What is being asked: Give the entries again exactly, every one of them.

Data for review:
---+---

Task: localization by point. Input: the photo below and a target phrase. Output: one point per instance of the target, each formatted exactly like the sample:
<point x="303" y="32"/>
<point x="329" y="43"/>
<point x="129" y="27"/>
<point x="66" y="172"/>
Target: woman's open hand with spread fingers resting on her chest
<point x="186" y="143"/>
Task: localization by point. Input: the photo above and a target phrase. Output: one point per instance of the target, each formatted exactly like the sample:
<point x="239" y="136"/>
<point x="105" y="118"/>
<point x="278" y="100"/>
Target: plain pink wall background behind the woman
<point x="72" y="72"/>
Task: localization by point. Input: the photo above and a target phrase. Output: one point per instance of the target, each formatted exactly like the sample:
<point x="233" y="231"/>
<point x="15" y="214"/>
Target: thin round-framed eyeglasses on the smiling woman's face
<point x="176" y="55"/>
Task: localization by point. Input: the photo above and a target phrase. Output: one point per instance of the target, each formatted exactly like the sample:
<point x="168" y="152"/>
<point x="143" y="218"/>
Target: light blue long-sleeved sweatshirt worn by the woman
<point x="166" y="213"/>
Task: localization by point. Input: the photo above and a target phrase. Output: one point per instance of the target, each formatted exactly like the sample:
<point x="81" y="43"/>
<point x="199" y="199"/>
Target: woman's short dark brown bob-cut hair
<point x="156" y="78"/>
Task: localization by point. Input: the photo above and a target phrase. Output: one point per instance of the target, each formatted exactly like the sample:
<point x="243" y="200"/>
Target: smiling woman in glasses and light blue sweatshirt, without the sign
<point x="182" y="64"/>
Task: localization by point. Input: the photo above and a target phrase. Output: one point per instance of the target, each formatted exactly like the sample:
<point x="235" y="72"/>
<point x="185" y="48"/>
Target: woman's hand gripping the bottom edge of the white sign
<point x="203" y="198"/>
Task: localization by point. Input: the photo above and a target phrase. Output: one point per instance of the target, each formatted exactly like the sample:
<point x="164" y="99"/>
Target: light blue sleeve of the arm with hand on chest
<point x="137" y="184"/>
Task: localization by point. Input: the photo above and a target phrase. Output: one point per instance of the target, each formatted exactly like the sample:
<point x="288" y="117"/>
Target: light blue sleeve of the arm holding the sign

---+---

Exercise response:
Task: localization by point. Input: the photo below and a target phrase. Output: one point per instance of the target, each formatted exactly like the sample:
<point x="303" y="32"/>
<point x="329" y="43"/>
<point x="129" y="27"/>
<point x="66" y="172"/>
Target: woman's open hand with spread fingers resting on her chest
<point x="186" y="143"/>
Task: localization by point. Input: the photo above and a target phrase. Output: one point per instance of the target, each formatted exactly like the sample:
<point x="239" y="136"/>
<point x="105" y="118"/>
<point x="278" y="100"/>
Target: plain pink wall background behind the woman
<point x="72" y="72"/>
Task: localization by point. Input: the photo above and a target phrase. Output: one point per instance of the target, each formatted exactly like the sample:
<point x="233" y="231"/>
<point x="15" y="214"/>
Target: thin round-framed eyeglasses on the smiling woman's face
<point x="176" y="55"/>
Task: localization by point. Input: the photo above and a target phrase. Output: one point per instance of the target, each formatted exactly like the sample:
<point x="168" y="152"/>
<point x="143" y="218"/>
Target: light blue long-sleeved sweatshirt worn by the woman
<point x="166" y="213"/>
Task: localization by point. Input: the photo above and a target phrase. Output: one point per instance of the target, each formatted exactly like the sample:
<point x="81" y="43"/>
<point x="199" y="199"/>
Target: woman's short dark brown bob-cut hair
<point x="156" y="78"/>
Task: localization by point. Input: the photo above and a target phrase. Output: one point per instance of the target, each formatted exactly like the sample:
<point x="243" y="200"/>
Target: smiling woman in glasses and light blue sweatshirt, without the sign
<point x="182" y="64"/>
Task: localization by point. Input: the photo above and a target phrase. Output: one point per instance of the target, each formatted exactly like the sample:
<point x="235" y="72"/>
<point x="185" y="48"/>
Target: woman's hand gripping the bottom edge of the white sign
<point x="203" y="198"/>
Task: localization by point. Input: the photo above and a target phrase. Output: one point per instance of the target, each formatted exactly like the sample:
<point x="164" y="99"/>
Target: light blue sleeve of the arm with hand on chest
<point x="137" y="184"/>
Task: localization by point. Input: the photo above and a target phrase. Output: one point per instance of the target, each formatted exactly like the sample:
<point x="288" y="117"/>
Target: light blue sleeve of the arm holding the sign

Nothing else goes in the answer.